## start SUPPLIED DATA

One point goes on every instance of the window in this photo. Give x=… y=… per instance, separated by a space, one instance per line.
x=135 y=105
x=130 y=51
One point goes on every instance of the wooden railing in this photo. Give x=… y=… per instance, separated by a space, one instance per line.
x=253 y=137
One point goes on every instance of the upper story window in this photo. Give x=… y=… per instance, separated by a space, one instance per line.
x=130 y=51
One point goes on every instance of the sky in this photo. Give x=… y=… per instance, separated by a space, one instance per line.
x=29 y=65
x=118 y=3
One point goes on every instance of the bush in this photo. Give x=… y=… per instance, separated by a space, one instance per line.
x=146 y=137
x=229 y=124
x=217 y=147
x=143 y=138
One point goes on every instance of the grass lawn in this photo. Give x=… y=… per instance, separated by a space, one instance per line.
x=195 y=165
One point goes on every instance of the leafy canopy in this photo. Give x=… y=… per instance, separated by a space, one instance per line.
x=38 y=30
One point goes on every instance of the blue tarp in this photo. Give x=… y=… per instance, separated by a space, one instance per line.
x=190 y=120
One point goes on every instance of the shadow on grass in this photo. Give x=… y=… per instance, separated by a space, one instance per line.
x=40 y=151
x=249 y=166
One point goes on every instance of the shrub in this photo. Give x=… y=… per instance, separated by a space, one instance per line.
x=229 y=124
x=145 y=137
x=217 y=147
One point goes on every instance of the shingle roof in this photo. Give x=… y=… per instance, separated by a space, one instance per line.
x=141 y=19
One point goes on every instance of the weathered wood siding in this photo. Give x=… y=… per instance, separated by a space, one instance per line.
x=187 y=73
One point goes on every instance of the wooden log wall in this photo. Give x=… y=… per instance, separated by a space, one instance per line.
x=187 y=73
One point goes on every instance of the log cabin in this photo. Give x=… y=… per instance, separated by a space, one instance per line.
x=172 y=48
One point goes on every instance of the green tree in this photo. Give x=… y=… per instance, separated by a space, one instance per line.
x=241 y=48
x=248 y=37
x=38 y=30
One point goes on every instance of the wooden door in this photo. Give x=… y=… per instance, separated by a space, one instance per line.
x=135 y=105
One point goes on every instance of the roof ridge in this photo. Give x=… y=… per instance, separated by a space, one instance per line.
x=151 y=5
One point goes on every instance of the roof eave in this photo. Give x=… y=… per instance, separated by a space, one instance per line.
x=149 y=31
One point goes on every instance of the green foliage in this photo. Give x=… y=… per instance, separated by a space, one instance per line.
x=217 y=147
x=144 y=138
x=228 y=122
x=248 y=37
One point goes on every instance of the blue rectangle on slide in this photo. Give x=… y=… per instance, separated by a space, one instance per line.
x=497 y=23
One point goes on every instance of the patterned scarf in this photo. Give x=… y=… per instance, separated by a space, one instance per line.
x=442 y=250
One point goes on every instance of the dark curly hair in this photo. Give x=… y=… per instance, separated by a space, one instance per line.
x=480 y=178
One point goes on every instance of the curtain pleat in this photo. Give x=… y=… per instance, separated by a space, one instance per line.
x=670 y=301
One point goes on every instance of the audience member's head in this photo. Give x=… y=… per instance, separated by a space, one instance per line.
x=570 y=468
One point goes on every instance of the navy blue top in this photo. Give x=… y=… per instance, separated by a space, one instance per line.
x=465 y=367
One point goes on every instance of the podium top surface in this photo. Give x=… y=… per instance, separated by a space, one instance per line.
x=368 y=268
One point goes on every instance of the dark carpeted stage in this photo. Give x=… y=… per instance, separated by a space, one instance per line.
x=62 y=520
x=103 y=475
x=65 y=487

## end SUPPLIED DATA

## REQUEST
Convert the entire listing above into a numbered list, one line per number, and omit any blank lines.

## EXERCISE ANSWER
1. One point goes on every instance of the window in this photo. Give x=… y=… per instance, separated by a space, one instance per line.
2. x=135 y=105
3. x=130 y=51
4. One point goes on every instance of the wooden railing in this photo. Give x=… y=… per instance, separated by a space, one instance per line.
5. x=253 y=137
6. One point goes on every instance of the upper story window in this photo. Give x=… y=… per instance, separated by a space, one instance per line.
7. x=130 y=51
8. One point goes on every instance of the sky in this photo. Give x=… y=… per instance, separated by a space, one instance per line.
9. x=29 y=65
10. x=118 y=3
11. One point goes on every instance of the bush in this photo. Give x=… y=… per instance, separated by a space, one instance per line.
12. x=146 y=137
13. x=229 y=124
14. x=217 y=147
15. x=143 y=138
16. One point goes on every instance of the grass lawn in this photo. Give x=… y=… per instance, separated by a space, one instance per line.
17. x=195 y=165
18. One point goes on every instance of the leafy canopy in this photo. Give x=… y=… per instance, separated by a space, one instance per line.
19. x=38 y=30
20. One point goes on every instance of the blue tarp in this photo. Give x=… y=… per instance, separated by a space, one instance per line.
21. x=190 y=120
22. One point goes on every instance of the shadow on grass in this photo. Give x=… y=… per instance, separated by a space, one instance per line.
23. x=40 y=151
24. x=249 y=166
25. One point goes on every instance of the shrub in this photo. Give x=… y=… per instance, separated by a space, one instance per line.
26. x=229 y=124
27. x=145 y=137
28. x=217 y=147
29. One point goes on every instance of the shingle roof in this photo. Give x=… y=… per instance, separated by a space, one instance per line.
30. x=141 y=19
31. One point goes on every instance of the weathered wood siding in this photo. Give x=… y=… per instance, separated by a space, one instance per line.
32. x=187 y=73
33. One point goes on every instance of the wooden log wall in this photo. Give x=… y=… per instance, separated by a space, one instance per line.
34. x=187 y=73
35. One point goes on every instance of the log cabin in this photo. Give x=… y=… per instance, separated by a space, one instance per line.
36. x=172 y=48
37. One point goes on every instance of the green tree in this photo. Give x=… y=… per instance, separated by a space, one instance per line.
38. x=241 y=48
39. x=248 y=37
40. x=38 y=30
41. One point goes on every instance of the wooden door in this photo. Give x=… y=… per instance, separated by a space, one instance per line.
42. x=135 y=105
43. One point goes on every instance of the roof ridge in this photo. Give x=… y=… per instance, separated by a space, one instance per line.
44. x=151 y=5
45. One point goes on every instance of the roof eave in this photo. Give x=… y=… per instance, separated by a space, one instance per line.
46. x=149 y=31
47. One point goes on every instance of the green foliage in this photo. Give x=… y=… per instance, separated by a space, one instance per line.
48. x=217 y=147
49. x=144 y=138
50. x=228 y=122
51. x=248 y=37
52. One point goes on every instance of the blue rectangle on slide in this photo. Give x=… y=… per instance, separated by a space, one instance per line.
53. x=497 y=23
54. One point goes on every instance of the patterned scarf in this photo. Give x=… y=… per instance, separated by a space, one instance per line.
55. x=442 y=250
56. One point goes on every instance of the dark curly hair in this photo. Give x=… y=… per instance, separated by a space, one instance per line.
57. x=480 y=178
58. One point goes on every instance of the curtain pleat in this photo. Give x=… y=… per instance, separated by a space, one instance per line.
59. x=670 y=301
60. One point goes on every instance of the audience member's head in this photo. Give x=… y=… per instance, separated by a space, one instance per line.
61. x=570 y=468
62. One point goes on every instance of the navy blue top in this photo. Give x=… y=… per instance, separated by a space, one instance per line.
63. x=465 y=367
64. One point goes on every instance of the podium top surface in this photo. Give x=… y=… per instance, separated by a space, one instance per line.
65. x=368 y=268
66. One point goes on every instance of the dark carpeted stage in this photo. Give x=… y=… per instance, separated by a space, one instance per line.
67. x=62 y=520
68. x=103 y=475
69. x=65 y=487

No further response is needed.